Repeat, exactly as written, the lines from the one with "Can you see the tuft" to the final line of the listing, and keep every picture out.

+++ RECORDS +++

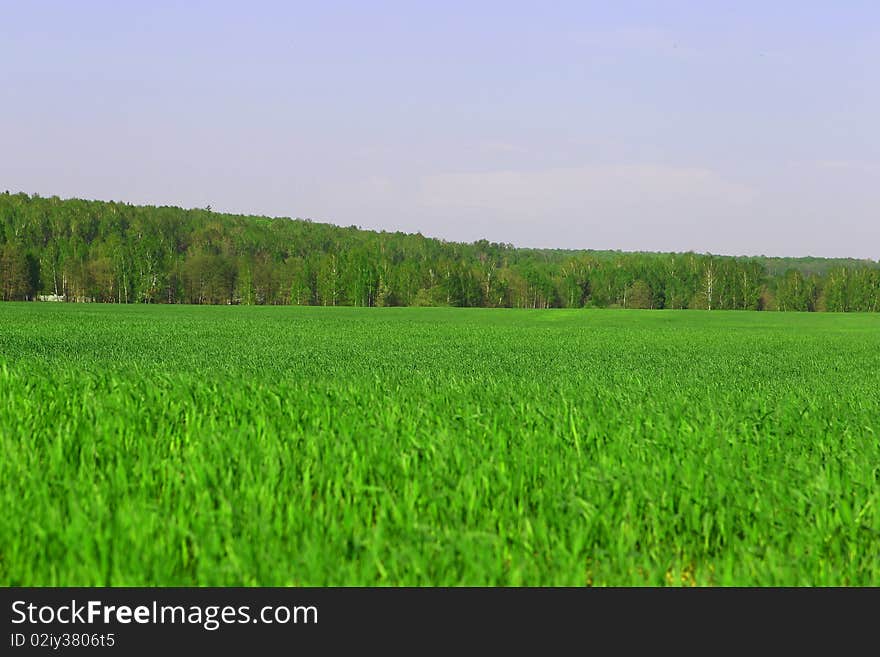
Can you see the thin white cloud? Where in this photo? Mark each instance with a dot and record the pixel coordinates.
(531, 192)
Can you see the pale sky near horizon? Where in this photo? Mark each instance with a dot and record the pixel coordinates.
(741, 128)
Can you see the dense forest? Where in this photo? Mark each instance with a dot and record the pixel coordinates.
(77, 250)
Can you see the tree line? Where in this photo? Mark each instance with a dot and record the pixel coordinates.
(78, 250)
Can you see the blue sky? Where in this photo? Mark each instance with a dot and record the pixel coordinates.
(727, 127)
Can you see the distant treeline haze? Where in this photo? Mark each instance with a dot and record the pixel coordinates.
(79, 250)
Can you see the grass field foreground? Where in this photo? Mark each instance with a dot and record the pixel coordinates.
(229, 446)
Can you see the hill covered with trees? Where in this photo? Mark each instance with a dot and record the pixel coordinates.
(79, 250)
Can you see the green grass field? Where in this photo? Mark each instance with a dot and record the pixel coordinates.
(336, 446)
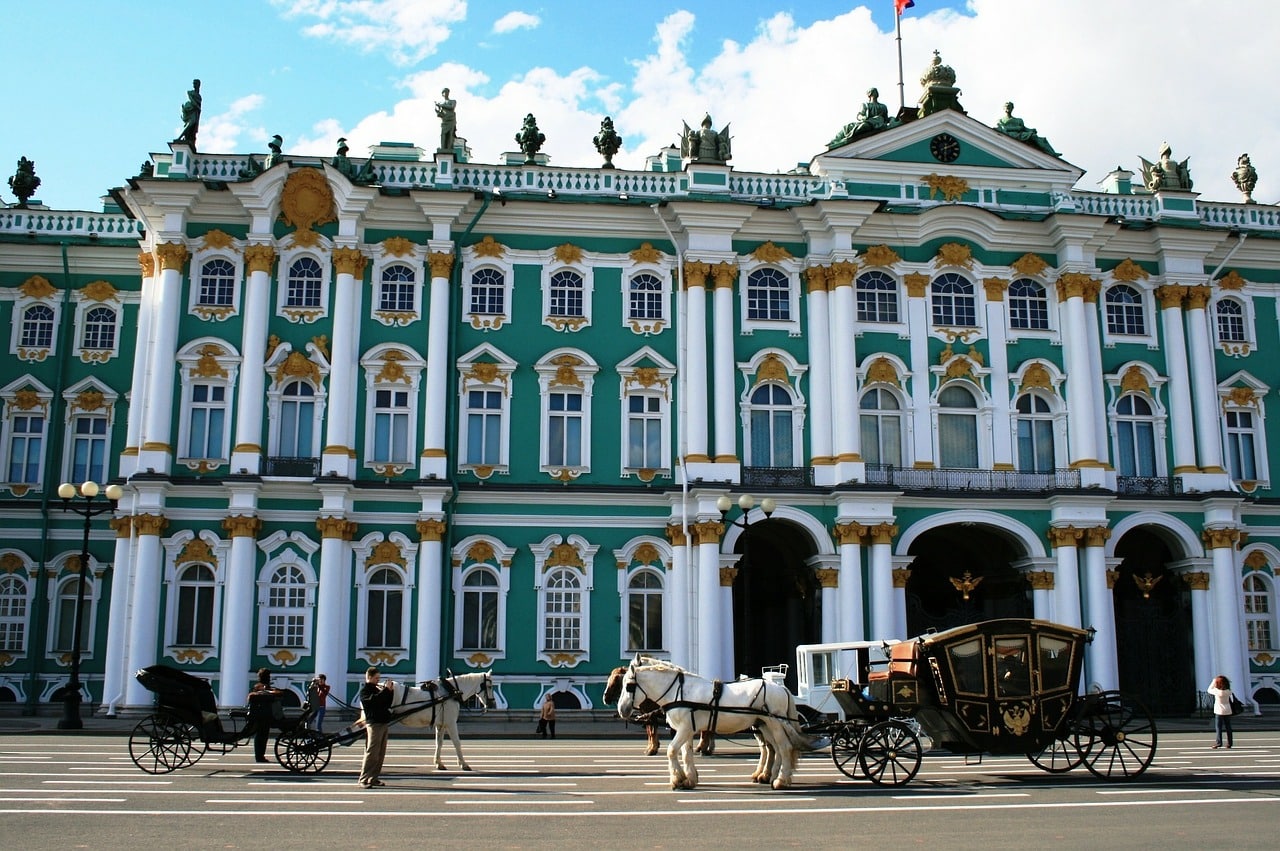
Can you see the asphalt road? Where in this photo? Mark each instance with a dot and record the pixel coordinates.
(604, 794)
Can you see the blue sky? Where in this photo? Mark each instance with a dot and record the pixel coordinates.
(92, 87)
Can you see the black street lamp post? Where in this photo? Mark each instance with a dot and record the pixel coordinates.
(88, 509)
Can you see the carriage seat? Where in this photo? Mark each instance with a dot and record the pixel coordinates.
(901, 660)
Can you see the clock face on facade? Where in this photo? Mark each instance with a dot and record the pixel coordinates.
(945, 147)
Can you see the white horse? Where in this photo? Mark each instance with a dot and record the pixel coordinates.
(439, 704)
(690, 705)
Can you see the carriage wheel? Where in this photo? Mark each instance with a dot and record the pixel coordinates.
(1057, 755)
(844, 750)
(160, 744)
(304, 751)
(890, 754)
(1115, 736)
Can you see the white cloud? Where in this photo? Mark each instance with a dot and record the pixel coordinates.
(513, 21)
(408, 31)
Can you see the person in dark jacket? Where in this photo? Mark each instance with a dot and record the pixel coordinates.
(261, 712)
(375, 698)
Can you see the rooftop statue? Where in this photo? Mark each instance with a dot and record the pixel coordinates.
(608, 142)
(530, 140)
(872, 117)
(191, 115)
(447, 113)
(24, 182)
(1244, 177)
(705, 145)
(1014, 127)
(1168, 173)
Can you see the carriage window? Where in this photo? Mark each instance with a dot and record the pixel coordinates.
(1055, 663)
(968, 667)
(1013, 667)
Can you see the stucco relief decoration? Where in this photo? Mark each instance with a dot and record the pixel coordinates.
(955, 254)
(769, 252)
(384, 553)
(1029, 265)
(306, 202)
(100, 291)
(952, 188)
(880, 256)
(1129, 271)
(488, 247)
(647, 254)
(772, 369)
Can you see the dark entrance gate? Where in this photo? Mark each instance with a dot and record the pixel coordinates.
(1153, 626)
(777, 602)
(937, 588)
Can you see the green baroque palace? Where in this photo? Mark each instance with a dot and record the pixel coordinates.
(428, 413)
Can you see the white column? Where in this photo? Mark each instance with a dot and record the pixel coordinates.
(144, 646)
(434, 428)
(722, 369)
(250, 401)
(1102, 666)
(141, 361)
(708, 657)
(1001, 437)
(156, 452)
(236, 655)
(430, 611)
(338, 449)
(332, 609)
(1208, 433)
(850, 626)
(1179, 381)
(114, 675)
(821, 389)
(1066, 577)
(695, 360)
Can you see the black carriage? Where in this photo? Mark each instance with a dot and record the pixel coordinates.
(186, 724)
(1001, 687)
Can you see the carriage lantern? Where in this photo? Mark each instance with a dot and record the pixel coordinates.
(81, 499)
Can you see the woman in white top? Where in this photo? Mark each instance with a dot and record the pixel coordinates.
(1221, 691)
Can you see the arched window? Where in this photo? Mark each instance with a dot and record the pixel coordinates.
(954, 301)
(13, 613)
(1028, 305)
(1136, 435)
(881, 417)
(396, 291)
(562, 621)
(302, 288)
(480, 598)
(768, 294)
(1034, 434)
(772, 421)
(37, 326)
(287, 612)
(195, 589)
(1258, 612)
(99, 329)
(218, 283)
(958, 428)
(566, 293)
(877, 297)
(1125, 311)
(644, 612)
(1230, 321)
(384, 609)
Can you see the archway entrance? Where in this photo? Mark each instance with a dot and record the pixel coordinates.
(1155, 652)
(777, 602)
(936, 593)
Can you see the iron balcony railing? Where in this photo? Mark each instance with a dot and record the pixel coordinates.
(972, 480)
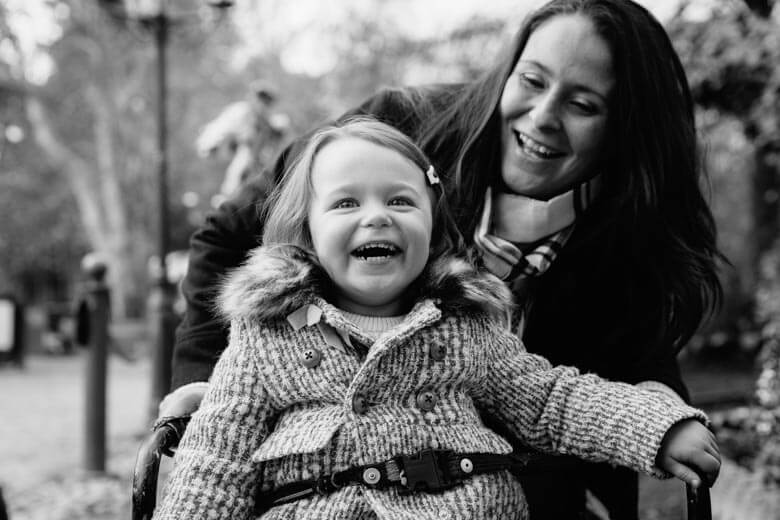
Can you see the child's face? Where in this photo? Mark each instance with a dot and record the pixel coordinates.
(370, 221)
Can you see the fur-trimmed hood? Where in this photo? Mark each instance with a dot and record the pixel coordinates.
(277, 280)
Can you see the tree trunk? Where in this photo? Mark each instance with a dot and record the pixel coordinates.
(97, 195)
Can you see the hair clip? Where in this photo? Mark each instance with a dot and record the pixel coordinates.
(432, 177)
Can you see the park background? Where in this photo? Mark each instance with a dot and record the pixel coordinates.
(79, 175)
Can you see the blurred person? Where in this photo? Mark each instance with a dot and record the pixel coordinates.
(248, 133)
(572, 167)
(362, 275)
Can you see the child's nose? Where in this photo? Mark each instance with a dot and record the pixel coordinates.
(377, 216)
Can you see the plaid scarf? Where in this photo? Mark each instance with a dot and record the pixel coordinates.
(505, 259)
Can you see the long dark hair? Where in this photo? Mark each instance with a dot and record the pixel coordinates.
(651, 206)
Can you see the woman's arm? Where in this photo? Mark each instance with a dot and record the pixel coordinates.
(557, 409)
(213, 472)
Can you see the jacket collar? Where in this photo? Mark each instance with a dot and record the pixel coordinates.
(277, 280)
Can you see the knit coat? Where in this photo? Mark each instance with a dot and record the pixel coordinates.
(272, 417)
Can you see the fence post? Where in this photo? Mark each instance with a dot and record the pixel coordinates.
(95, 310)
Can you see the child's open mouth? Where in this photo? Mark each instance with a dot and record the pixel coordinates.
(376, 251)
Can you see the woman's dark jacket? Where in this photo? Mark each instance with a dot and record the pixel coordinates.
(583, 314)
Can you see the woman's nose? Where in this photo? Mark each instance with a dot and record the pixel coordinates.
(376, 216)
(544, 114)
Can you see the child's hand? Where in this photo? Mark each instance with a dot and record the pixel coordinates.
(689, 452)
(182, 401)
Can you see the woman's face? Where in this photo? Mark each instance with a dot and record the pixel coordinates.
(554, 108)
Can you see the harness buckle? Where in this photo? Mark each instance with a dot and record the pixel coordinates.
(425, 471)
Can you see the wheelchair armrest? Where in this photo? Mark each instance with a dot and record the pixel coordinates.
(698, 500)
(163, 440)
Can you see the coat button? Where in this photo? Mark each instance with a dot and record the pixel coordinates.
(426, 401)
(371, 476)
(311, 357)
(359, 404)
(438, 352)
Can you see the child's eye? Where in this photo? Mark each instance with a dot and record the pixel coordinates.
(345, 203)
(400, 201)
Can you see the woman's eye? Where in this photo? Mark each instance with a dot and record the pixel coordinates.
(345, 203)
(400, 201)
(531, 79)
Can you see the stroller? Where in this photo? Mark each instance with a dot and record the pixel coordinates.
(166, 436)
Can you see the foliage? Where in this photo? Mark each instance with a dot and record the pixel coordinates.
(728, 57)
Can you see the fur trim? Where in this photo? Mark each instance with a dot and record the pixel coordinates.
(277, 280)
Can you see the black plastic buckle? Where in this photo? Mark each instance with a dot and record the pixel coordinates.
(424, 471)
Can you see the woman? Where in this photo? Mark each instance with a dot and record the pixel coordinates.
(573, 163)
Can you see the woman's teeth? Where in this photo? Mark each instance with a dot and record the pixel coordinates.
(532, 147)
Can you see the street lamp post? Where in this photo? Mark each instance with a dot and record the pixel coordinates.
(161, 304)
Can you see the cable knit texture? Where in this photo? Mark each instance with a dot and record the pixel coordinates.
(268, 419)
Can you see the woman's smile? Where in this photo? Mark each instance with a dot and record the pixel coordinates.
(535, 149)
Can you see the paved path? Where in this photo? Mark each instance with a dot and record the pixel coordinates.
(42, 430)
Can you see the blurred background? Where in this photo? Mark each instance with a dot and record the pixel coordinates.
(122, 123)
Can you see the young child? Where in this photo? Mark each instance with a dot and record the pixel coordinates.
(363, 349)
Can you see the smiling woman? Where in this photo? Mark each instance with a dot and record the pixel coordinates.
(555, 108)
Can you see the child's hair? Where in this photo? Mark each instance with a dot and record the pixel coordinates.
(286, 209)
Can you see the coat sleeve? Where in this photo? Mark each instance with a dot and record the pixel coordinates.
(213, 475)
(558, 410)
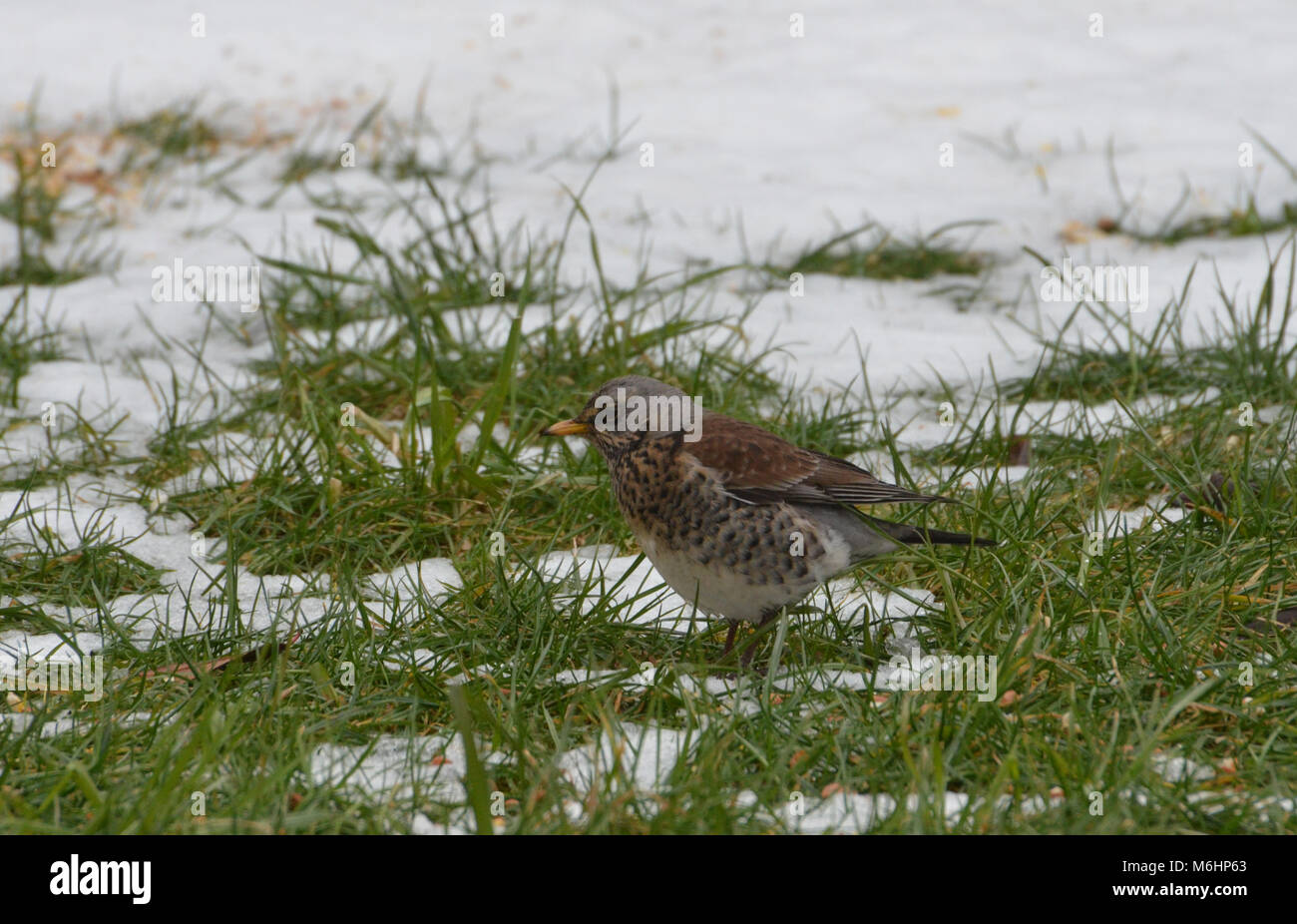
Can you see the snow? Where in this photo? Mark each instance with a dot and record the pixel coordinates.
(763, 143)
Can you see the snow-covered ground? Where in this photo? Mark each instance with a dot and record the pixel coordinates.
(763, 142)
(785, 138)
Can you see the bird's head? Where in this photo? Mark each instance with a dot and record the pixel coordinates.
(628, 410)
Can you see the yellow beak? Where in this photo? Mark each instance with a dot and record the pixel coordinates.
(567, 428)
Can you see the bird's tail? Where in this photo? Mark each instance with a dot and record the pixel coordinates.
(913, 535)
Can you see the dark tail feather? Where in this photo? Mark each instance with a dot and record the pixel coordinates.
(912, 535)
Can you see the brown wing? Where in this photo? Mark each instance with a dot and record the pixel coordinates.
(759, 467)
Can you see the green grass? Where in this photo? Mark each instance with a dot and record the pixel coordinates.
(885, 257)
(1107, 664)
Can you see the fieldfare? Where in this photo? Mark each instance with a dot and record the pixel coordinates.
(735, 519)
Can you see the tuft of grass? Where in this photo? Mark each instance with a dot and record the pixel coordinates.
(94, 570)
(885, 257)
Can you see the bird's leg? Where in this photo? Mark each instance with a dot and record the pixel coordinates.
(729, 639)
(751, 647)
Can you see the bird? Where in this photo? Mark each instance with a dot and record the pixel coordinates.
(735, 519)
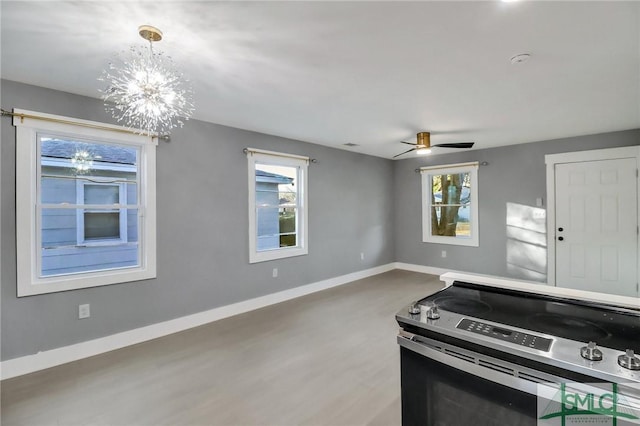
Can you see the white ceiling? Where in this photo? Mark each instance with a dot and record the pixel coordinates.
(370, 73)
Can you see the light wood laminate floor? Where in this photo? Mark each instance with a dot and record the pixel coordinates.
(329, 358)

+++

RESULT OF THIS EXERCISE:
Can you see the tuft of grass? Where in this photo? Mark each instance with a dot and record the pixel coordinates.
(94, 570)
(885, 257)
Can you see the bird's leg? Where in this photo? Mark each instance with a dot and record the pixel coordinates.
(729, 639)
(751, 647)
Can you see the bird? Where in this photo? Mark each instance with a dot and record the pixel coordinates.
(735, 519)
Can you see the white ceiling? Where in this photo? Mark each instance with a dot and record the pixel coordinates.
(370, 73)
Can you see the light wood laminate floor? Where in this photo? Mark each instance with a dot and record the pixel coordinates.
(329, 358)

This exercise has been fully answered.